▸ **PAGE**:
——————————

Meek Mercier eNewsletter - Issue 1 (October 2008)
1. Welcome !

Welcome to the first issue of the Meek Mercier Body Corporate Services eNewsletter which we hope you find both interesting and informative, and that in future, you may come to rely upon as an effective way of keeping up to date with ongoing changes affecting your body corporate and community living.
Many of you are receiving this Newsletter following our visit to your scheme in July, August and September, shortly after we commenced our business. The purpose of our visit to your scheme was to introduce ourselves, and to provide information to Resident Managers (and hopefully committee members) about us and our new company, Meek Mercier Body Corporate Services.
We’d personally like to thank all those Resident Managers for the time taken to talk with us and the sharing of your experience when we visited your scheme. Meeting and communicating with you certainly assisted us to gain both a greater understanding of the specific needs of bodies corporate (and how we might address these needs) and of some of the issues and challenges affecting bodies corporate and their Resident Managers. We would again like to thank you for distributing our information brochure to members of your committee.

——————————

▸ **GIVEN MATERIAL**:

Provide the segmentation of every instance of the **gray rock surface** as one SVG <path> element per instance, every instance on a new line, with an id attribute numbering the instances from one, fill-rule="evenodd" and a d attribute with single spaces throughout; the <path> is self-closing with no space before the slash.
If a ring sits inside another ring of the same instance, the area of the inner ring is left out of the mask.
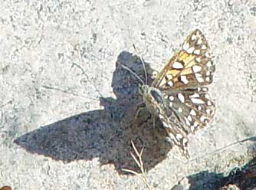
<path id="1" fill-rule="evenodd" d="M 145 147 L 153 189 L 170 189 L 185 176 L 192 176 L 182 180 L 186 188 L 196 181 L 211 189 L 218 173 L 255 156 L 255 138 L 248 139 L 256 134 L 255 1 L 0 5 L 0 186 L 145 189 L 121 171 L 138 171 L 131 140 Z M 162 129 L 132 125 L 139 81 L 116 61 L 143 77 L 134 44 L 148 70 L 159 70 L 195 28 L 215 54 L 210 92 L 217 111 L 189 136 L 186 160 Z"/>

——————————

▸ **TASK LIST**:
A. According to the Meek Mercier eNewsletter, why did the company visit schemes after starting its business?
B. Answer these questions from the Meek Mercier eNewsletter:
(i) Which issue is this, and what month and year does it carry?
(ii) In which months did the company visit schemes?
(iii) What are Resident Managers thanked for distributing to committee members?
C. Rewrite the stretch of the Meek Mercier eNewsletter from "Meek Mercier eNewsletter" through "Body Corporate Services.", replacing "Resident Managers" with "building managers".

▸ **RESPONSES FOR EACH TASK**:
A. The visits were meant to introduce the company's people and to give Resident Managers, and ideally committee members, information about them and their new company, Meek Mercier Body Corporate Services.

B.
(i) It is the first issue, dated October 2008.
(ii) July, August and September.
(iii) The company's information brochure.

C.
Meek Mercier eNewsletter - Issue 1 (October 2008)
1. Welcome !

Welcome to the first issue of the Meek Mercier Body Corporate Services eNewsletter which we hope you find both interesting and informative, and that in future, you may come to rely upon as an effective way of keeping up to date with ongoing changes affecting your body corporate and community living.
Many of you are receiving this Newsletter following our visit to your scheme in July, August and September, shortly after we commenced our business. The purpose of our visit to your scheme was to introduce ourselves, and to provide information to building managers (and hopefully committee members) about us and our new company, Meek Mercier Body Corporate Services.